Please work out how many lines in the data below hold the word "suitcase", and state only the number.

(Records contained in a dataset)
--

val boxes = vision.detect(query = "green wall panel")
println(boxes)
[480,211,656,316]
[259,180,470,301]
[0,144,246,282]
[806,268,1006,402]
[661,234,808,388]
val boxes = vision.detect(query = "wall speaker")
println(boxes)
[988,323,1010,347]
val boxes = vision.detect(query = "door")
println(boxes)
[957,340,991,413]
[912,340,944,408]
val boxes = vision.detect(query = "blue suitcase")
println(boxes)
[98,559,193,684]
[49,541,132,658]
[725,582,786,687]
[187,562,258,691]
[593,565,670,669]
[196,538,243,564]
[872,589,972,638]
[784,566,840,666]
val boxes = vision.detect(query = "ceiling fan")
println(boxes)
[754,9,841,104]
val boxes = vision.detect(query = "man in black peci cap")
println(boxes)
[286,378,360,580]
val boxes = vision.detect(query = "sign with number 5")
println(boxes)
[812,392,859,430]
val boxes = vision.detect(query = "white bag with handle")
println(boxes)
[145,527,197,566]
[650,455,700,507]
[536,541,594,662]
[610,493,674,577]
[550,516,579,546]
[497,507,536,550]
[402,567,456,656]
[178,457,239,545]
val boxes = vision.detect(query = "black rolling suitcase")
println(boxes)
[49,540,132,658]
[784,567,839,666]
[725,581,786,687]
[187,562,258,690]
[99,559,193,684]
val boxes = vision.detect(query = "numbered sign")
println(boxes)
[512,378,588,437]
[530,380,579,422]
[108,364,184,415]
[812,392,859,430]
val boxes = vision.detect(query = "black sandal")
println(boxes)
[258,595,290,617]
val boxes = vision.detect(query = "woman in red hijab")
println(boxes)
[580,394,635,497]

--

→ **THE ANSWER**
2